__EXTRAIT CHOISI__.

= = = =

Cependant, je ne sais pas ce que la structure en bois évoque. Peut-être n’est-elle là que pour éviter que les visiteurs s’approchent de trop près, se cognent et donc désordonnent l’ensemble ; car tout est bien aligné, comme on aligne des tuiles, la partie inférieure chevauchant toujours la partie supérieure de la tuile en dessous.
L’hypostase biosociale chez Escobar, nous l’avons vu, produit d’étranges entités, même quand il s’agit des objets les plus banals :
Vous reconnaissez, oui, des tentes. Le titre, sans nul doute, est ironique, mais pas seulement ; il implique la cruauté durable du provisoire, à savoir que les tentes des SDF (comme on les a labellisés, et donc “justifiés” socialement) sont, souvent, à demeure. « Où habites-tu ? — Dans une tente.» Mais on n’habite pas dans une tente. Mais si. Cette indignité, cette paroxystique précarité biologique et mentale, Escobar tente de l’ennoblir, en quelque sorte, en mausoléant les tentes, car cela ressemble à des tombeaux de bronze ; mais, notez, des tombeaux ouverts : il y a de la vie là-dedans. Ces tentes, maintenant, elles sont lourdes comme des maisons, immobiles (meuble/im-meuble). Escobar ne s’est pas contentée de poser de vraies tentes, ce sont des sculptures, qui, en sus, sont gravées de signes mystérieux. Je gage que ce sont des plans, des plans de ville, comme des fragments rationnels et codifiés sur une peau de polyuréthanne. Comme pour donner, redonner, une situ-ation, par définition à ce “Fait social” (Durkheim) qu’est le sans-domicile fixe, appellation bien pratiquement anonyme qui permet d’y “ranger” toute sorte de typologie humaine, sauf que si, chez Durkheim, le Fait social est aussi un rôle qui est attribué suivant les circonstances (époux, père, employé, ami, karatéka, etc., chez la même personne) le SDF est un fait social uniforme, monolithe, il n’a pas le loisir de remplir plusieurs rôles dans une même journée, tant il est fixé et figé dans une aliénation absolue, une perdition toujours errante sur un même point axial, quel qu’en soit le degré de latitude. Où l’on voit que l’art peut donc aussi magnifier la déchéance, et c’est aussi ce qui en fait sa grandeur et son importance.

= = = =

__DONNÉES AFFICHÉES__.
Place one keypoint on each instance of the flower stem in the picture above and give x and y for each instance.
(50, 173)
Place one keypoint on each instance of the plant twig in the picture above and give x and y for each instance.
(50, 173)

= = = =

__CONSIGNES__.
[1] Répondez à ces questions sur l'extrait sur les tentes d'Escobar :
(a) À quoi l'alignement de l'ensemble est-il comparé ?
(b) À quoi les tentes ressemblent-elles, selon l'extrait ?
(c) Quel nom est associé à la notion de « Fait social » ?
[2] Recopiez le passage de l'extrait sur les tentes d'Escobar allant de « Cependant, je ne » jusqu'à « tuile en dessous. » inclus.

__CORRIGÉS__.
[1]
(a) À des tuiles alignées, la partie inférieure chevauchant toujours la partie supérieure de la tuile en dessous.
(b) À des tombeaux de bronze, mais ouverts.
(c) Durkheim.

[2]
Cependant, je ne sais pas ce que la structure en bois évoque. Peut-être n’est-elle là que pour éviter que les visiteurs s’approchent de trop près, se cognent et donc désordonnent l’ensemble ; car tout est bien aligné, comme on aligne des tuiles, la partie inférieure chevauchant toujours la partie supérieure de la tuile en dessous.